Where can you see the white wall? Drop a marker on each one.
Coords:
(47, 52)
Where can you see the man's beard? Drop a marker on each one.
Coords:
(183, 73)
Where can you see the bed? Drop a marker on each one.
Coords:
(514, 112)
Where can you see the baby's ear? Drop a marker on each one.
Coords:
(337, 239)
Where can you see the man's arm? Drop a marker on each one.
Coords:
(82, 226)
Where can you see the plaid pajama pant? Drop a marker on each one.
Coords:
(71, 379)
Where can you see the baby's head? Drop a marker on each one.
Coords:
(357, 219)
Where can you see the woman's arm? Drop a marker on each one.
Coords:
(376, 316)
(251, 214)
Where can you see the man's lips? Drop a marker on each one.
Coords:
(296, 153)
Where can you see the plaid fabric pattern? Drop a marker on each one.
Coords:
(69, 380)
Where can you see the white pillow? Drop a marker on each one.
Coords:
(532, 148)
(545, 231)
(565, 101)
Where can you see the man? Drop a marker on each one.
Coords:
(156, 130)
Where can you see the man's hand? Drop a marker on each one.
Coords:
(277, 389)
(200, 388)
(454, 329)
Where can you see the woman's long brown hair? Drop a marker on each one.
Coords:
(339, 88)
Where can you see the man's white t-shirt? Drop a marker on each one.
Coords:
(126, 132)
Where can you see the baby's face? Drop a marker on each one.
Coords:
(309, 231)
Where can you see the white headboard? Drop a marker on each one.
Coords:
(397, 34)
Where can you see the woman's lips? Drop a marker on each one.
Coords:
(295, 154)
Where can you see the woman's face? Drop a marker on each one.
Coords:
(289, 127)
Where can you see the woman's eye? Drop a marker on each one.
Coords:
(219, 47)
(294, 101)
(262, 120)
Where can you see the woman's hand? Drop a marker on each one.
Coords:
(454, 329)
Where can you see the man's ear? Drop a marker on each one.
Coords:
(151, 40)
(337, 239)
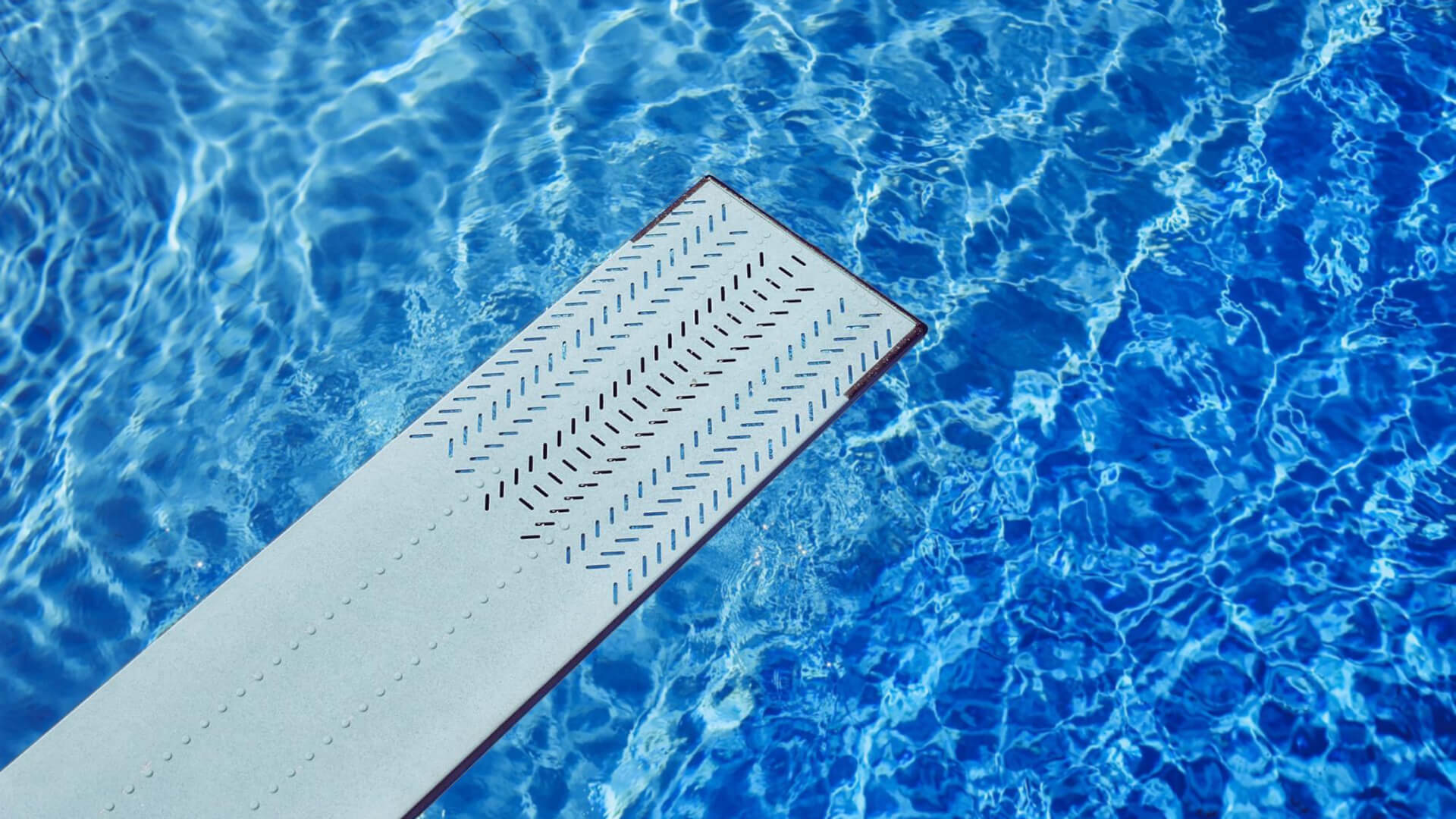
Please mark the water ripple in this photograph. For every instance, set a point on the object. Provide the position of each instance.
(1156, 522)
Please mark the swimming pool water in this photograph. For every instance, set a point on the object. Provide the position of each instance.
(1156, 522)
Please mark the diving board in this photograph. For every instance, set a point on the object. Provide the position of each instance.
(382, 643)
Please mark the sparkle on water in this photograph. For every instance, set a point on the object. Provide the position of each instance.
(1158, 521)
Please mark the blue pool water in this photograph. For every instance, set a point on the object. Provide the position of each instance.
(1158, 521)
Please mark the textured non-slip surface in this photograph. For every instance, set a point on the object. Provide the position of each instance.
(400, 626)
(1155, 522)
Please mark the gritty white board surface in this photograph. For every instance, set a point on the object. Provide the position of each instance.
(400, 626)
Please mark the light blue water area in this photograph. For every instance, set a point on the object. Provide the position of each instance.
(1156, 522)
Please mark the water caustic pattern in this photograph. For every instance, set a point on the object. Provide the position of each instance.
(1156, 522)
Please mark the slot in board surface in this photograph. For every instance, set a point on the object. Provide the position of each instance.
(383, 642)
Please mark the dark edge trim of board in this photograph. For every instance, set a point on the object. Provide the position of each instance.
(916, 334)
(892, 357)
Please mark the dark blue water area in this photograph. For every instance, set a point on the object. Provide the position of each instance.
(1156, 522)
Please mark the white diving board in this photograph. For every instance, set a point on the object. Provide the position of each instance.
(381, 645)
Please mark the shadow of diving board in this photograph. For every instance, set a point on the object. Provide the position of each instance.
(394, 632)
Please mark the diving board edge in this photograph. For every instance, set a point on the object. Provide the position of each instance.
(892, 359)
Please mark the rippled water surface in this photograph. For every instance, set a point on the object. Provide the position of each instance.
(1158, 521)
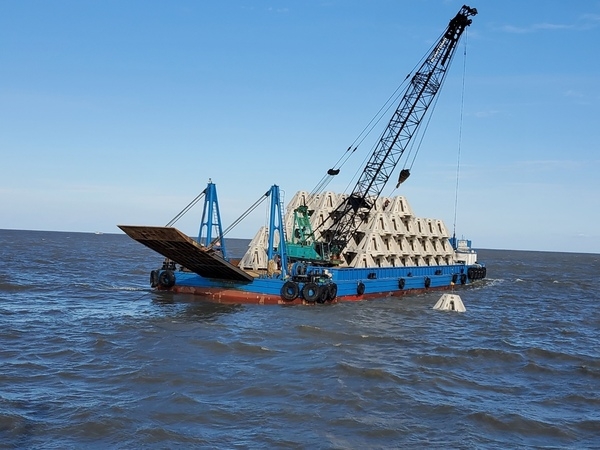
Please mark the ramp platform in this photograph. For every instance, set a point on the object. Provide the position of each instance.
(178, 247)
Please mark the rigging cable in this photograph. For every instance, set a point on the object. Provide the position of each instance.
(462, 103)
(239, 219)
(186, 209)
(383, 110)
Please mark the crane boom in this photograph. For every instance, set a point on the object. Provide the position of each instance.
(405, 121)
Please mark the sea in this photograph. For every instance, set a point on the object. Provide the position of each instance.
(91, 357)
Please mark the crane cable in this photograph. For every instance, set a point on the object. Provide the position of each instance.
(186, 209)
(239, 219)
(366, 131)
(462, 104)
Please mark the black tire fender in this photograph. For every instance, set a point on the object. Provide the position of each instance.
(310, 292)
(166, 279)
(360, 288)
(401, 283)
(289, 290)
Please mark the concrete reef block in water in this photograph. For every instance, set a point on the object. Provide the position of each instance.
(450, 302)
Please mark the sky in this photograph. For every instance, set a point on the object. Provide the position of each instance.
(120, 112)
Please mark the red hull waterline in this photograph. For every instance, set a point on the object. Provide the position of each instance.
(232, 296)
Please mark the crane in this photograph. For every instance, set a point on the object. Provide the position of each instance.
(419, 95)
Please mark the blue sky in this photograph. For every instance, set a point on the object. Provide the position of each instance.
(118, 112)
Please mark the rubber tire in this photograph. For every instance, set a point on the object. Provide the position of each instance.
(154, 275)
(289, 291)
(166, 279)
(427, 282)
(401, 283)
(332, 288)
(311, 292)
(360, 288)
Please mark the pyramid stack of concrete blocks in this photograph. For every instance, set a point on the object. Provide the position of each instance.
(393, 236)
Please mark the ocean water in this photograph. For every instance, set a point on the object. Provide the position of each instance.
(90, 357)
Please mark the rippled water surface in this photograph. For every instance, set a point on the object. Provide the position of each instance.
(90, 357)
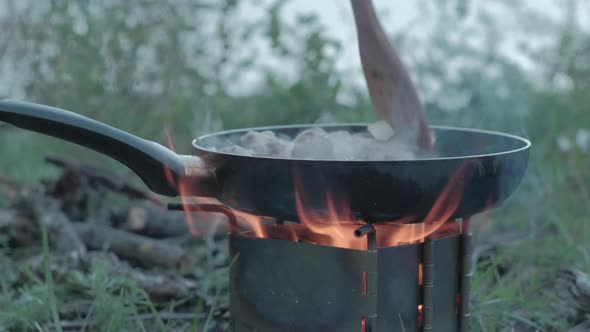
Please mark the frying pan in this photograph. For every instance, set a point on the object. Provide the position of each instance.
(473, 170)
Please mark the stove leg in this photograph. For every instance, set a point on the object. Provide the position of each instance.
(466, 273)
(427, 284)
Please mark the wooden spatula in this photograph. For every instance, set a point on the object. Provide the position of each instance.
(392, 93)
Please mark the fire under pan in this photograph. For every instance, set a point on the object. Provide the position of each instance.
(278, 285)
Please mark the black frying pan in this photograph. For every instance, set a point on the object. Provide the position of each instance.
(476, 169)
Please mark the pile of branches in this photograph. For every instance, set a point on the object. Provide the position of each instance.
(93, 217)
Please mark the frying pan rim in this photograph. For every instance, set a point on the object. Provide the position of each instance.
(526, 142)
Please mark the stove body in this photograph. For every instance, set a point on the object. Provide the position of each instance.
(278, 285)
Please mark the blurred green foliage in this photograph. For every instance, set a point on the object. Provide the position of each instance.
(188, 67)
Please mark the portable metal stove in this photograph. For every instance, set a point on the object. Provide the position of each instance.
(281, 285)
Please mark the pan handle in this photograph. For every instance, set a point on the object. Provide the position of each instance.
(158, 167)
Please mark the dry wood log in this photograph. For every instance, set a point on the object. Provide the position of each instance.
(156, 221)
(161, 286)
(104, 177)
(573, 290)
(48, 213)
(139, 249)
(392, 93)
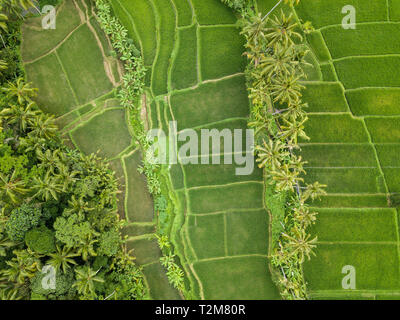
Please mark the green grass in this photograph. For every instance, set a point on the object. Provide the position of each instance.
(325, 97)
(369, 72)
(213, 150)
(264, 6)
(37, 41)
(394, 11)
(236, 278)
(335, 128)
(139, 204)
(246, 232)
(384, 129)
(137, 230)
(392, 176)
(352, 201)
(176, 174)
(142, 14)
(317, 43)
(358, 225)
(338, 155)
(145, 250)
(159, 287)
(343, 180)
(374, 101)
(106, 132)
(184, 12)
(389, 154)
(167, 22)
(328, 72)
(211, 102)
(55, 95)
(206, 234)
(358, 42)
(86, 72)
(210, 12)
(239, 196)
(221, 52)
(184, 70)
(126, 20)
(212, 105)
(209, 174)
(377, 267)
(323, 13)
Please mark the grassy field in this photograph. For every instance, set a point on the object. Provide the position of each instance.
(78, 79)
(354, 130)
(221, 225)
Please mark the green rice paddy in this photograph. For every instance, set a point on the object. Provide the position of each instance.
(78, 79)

● ● ● ●

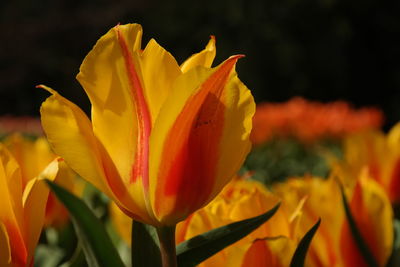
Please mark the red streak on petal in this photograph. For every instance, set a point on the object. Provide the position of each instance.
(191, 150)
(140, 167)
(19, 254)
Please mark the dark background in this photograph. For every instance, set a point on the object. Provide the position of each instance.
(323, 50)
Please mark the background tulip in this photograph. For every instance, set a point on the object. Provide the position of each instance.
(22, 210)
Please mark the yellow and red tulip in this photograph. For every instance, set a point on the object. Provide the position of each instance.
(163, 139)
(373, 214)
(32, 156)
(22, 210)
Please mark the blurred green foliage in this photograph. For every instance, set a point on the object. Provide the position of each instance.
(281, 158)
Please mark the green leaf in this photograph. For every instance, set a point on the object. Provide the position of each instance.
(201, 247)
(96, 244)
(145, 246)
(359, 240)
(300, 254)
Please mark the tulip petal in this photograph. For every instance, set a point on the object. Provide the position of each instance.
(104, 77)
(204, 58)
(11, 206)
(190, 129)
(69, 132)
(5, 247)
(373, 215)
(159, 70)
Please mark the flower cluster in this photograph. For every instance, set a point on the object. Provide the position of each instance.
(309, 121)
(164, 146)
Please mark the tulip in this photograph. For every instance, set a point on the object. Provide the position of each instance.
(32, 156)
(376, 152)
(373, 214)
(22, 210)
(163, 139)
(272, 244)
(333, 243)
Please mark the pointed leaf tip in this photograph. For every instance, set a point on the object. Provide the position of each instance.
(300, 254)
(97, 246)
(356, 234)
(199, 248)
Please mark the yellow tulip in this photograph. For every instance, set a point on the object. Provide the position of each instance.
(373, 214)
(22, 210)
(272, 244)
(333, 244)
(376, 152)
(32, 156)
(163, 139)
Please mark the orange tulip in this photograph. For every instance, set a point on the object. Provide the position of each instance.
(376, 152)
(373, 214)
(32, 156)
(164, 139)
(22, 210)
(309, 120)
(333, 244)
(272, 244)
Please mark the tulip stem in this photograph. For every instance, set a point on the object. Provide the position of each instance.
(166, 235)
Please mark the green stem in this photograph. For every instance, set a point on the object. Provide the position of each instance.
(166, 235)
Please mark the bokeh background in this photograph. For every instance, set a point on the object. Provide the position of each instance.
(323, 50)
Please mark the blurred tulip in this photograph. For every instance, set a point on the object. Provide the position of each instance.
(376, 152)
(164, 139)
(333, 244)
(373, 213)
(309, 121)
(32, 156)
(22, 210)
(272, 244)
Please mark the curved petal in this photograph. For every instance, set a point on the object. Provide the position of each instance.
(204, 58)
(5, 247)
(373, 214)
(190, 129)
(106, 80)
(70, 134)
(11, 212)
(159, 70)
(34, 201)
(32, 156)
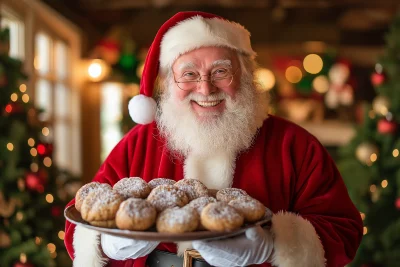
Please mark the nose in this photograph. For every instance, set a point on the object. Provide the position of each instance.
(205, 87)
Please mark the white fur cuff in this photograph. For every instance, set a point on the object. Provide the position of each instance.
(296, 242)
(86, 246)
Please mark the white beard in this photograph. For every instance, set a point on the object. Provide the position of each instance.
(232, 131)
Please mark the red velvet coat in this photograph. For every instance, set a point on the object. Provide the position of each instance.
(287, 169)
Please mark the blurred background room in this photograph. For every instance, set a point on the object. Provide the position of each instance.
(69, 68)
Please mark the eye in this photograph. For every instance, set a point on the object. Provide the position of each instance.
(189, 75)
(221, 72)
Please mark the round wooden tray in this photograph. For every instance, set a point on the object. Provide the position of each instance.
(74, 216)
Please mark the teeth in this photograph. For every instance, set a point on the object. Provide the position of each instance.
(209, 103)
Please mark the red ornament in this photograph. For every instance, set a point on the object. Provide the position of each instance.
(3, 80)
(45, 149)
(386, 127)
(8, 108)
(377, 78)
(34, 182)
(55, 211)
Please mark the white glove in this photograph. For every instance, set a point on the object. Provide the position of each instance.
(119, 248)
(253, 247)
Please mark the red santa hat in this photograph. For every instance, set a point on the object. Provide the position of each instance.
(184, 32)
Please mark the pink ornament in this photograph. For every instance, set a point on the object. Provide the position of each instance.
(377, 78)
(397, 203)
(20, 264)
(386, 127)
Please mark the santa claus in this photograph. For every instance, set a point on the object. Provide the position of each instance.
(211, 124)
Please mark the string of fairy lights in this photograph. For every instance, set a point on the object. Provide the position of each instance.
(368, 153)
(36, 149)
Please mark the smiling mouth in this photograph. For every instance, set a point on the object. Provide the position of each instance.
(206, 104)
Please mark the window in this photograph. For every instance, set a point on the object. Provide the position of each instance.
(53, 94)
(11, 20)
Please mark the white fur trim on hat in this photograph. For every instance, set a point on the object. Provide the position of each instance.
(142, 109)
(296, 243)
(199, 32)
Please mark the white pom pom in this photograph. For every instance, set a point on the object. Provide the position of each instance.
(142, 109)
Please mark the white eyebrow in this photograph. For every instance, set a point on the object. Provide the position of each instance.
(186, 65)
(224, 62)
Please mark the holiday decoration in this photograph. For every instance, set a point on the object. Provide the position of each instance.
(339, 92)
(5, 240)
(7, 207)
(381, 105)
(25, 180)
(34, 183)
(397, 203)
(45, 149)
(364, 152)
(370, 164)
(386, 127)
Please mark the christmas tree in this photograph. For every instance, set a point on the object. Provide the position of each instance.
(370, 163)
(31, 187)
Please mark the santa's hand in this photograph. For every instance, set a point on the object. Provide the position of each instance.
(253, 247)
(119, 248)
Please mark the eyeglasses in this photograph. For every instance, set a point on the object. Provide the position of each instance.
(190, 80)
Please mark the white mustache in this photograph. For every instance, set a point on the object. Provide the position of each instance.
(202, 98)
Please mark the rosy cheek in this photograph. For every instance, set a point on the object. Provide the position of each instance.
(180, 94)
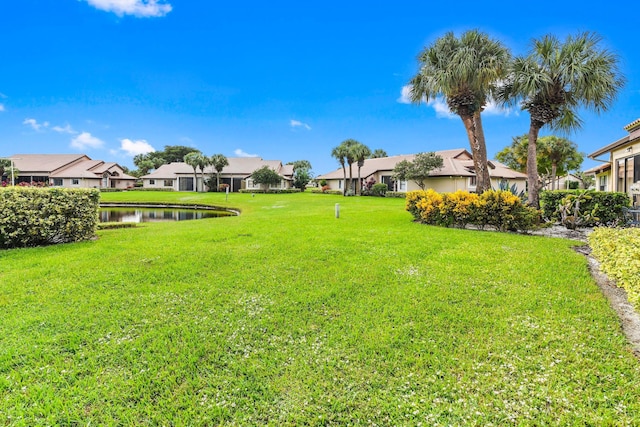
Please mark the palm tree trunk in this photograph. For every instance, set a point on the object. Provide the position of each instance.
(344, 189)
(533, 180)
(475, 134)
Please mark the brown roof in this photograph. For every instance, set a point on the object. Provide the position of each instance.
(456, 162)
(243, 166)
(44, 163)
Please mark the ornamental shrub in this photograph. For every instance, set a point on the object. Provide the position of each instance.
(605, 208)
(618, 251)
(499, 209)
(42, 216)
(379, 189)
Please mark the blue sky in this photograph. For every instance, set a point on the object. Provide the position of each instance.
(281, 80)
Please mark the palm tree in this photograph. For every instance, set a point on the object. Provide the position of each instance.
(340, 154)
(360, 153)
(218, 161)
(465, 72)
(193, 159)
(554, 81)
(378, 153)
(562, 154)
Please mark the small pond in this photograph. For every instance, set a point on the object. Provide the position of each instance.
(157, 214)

● ● ● ●

▸ BRIEF
Using the material above, copy every line in which the string "plaid" occurs.

▸ FINAL ANSWER
Where can you see the plaid pajama pant? Drop a marker on each one.
Where can you see the plaid fabric pattern? Drop a marker on each one.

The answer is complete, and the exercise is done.